_Given task 1_
Convert the lines of the entries below, starting with the line that contains "Label the large" and going on through the final line of the entries, into a numbered list, omitting blank lines and leaving out the pictures.

_Selection_
Te Tumu is fortunate to have two new staff teaching at Te Tumu this year.

Vaivaimalemalo Dr Michael Fusi Ligaliga

Dr Michael Ligaliga was raised in Upolu, Samoa, and attended school in both Samoa and Auckland.  He them moved to Hawai’i to pursue undergraduate study at Brigham Young University in Hawai’i, graduating in Political Science and International Peace Building.  He first came to Dunedin in 2011, undertaking a PGDipArts at the National Centre for Peace and Conflict Studies, followed by an MA.

Michael then moved back to Hawai’i where he taught at BYU-H, and was for a time the acting Director of the David O. McKay Center for Intercultural Understanding.  He then returned to Otago in 2015 to enrol in his PhD at the NCPCS, with Dr Heather Devere as his primary supervisor.  Not only is Michael the first Pacific Islands doctoral student to graduate from the Centre, but his thesis was deemed to be ‘exceptional’ (i.e. when all the examiners of a candidate’s thesis agree that the thesis is among the top 10% of theses examined.)

_Supplied data_

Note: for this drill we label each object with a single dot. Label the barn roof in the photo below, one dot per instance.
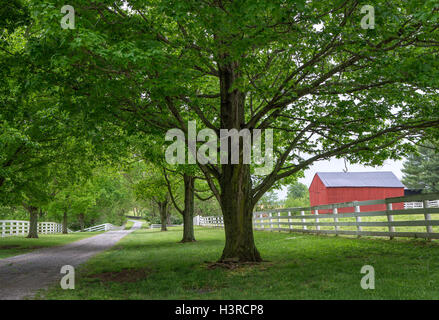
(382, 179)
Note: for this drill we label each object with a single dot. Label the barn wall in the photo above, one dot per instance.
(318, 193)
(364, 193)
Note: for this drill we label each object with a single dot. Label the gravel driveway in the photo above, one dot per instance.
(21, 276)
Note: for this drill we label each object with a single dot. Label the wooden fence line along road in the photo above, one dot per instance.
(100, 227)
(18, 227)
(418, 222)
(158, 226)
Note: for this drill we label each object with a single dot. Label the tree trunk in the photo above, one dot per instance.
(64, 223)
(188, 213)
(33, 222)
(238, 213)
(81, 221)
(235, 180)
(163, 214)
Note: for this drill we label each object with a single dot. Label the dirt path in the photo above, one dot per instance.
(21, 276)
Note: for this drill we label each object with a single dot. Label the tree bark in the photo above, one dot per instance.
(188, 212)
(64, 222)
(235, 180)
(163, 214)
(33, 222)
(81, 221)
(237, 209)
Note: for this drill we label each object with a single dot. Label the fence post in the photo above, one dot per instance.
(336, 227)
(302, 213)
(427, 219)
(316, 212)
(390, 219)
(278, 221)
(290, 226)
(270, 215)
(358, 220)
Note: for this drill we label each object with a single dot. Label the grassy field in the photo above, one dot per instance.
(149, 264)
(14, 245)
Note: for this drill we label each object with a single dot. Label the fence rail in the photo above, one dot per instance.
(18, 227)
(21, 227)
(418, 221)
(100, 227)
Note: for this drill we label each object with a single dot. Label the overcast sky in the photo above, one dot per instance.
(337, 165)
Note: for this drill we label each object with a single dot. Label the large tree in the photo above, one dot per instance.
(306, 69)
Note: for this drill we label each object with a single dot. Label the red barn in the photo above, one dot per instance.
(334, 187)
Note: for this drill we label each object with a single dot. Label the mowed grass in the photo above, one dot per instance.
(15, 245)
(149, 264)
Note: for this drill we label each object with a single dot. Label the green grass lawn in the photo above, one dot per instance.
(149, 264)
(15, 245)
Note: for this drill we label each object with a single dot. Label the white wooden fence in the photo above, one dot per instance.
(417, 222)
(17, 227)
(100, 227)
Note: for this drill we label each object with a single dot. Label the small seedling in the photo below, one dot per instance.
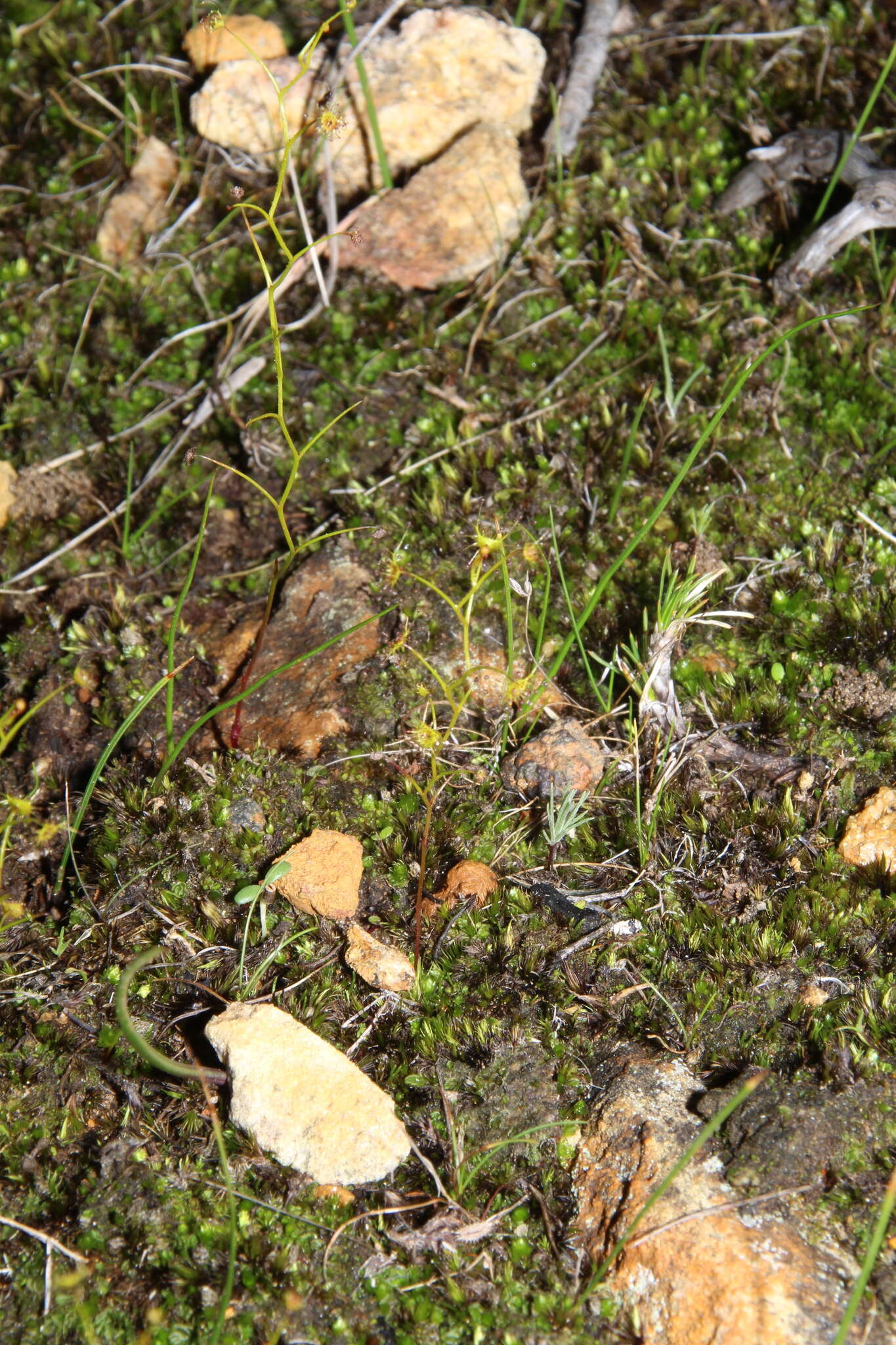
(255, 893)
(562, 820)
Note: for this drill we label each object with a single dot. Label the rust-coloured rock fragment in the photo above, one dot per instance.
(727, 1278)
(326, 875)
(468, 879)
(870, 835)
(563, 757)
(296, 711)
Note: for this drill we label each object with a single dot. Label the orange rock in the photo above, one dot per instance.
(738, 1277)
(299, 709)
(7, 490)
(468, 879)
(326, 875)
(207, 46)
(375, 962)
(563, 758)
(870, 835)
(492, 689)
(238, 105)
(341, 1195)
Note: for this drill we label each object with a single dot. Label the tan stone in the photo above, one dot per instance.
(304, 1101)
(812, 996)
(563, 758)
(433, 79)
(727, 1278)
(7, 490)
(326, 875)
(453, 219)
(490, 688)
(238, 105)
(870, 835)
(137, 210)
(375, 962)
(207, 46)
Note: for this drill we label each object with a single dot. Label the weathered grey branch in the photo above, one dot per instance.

_Given task 2_
Return the portion of the staff introduction above starting with "Dr Michael Ligaliga" and going on through "followed by an MA.", copied word for word.

_Expected output 1_
1. Note: for this drill we label each object with a single dot. Label the large tree in the photo above, one dot per instance.
2. (306, 69)
3. Note: for this drill we label each object with a single dot. Label the red barn in the photo above, one dot per instance.
4. (334, 187)
5. Note: for this drill we label each object with a single dot. Label the mowed grass in the photo above, one dot per instance.
6. (15, 245)
7. (149, 264)
8. Note: for this drill we label each object with a single dot. Label the green grass lawn in the photo above, one dot per instance.
9. (149, 264)
10. (15, 245)
11. Note: for this drill we label each object with a single dot. Label the white wooden fence in the photo above, one dot per instance.
12. (417, 222)
13. (17, 227)
14. (100, 227)
15. Note: for this drill we label each object with a single dot. Label the small seedling in the photo below, one dot per instance.
16. (255, 893)
17. (562, 820)
18. Note: for this drill we label each object with a single dot. Label the rust-coloured rock fragment in the photo above, one dot per instance.
19. (727, 1278)
20. (326, 875)
21. (468, 879)
22. (870, 835)
23. (563, 757)
24. (296, 711)
25. Note: for this drill we label each object with a single dot. Label the orange rock in the photo above, one dot per instance.
26. (738, 1277)
27. (299, 709)
28. (7, 490)
29. (468, 879)
30. (326, 875)
31. (207, 46)
32. (375, 962)
33. (563, 758)
34. (870, 835)
35. (492, 689)
36. (238, 105)
37. (341, 1195)
38. Note: for this drill we label each object with a single dot. Label the tan stone in the photo above, one dot per instance.
39. (304, 1101)
40. (812, 996)
41. (563, 758)
42. (433, 79)
43. (727, 1278)
44. (7, 490)
45. (326, 875)
46. (453, 219)
47. (490, 688)
48. (238, 105)
49. (870, 835)
50. (137, 210)
51. (375, 962)
52. (207, 46)
53. Note: for this drill we label each object with a single dot. Label the weathered grey branch in the photo above, one dot per instance.

_Expected output 2_
Dr Michael Ligaliga was raised in Upolu, Samoa, and attended school in both Samoa and Auckland.  He them moved to Hawai’i to pursue undergraduate study at Brigham Young University in Hawai’i, graduating in Political Science and International Peace Building.  He first came to Dunedin in 2011, undertaking a PGDipArts at the National Centre for Peace and Conflict Studies, followed by an MA.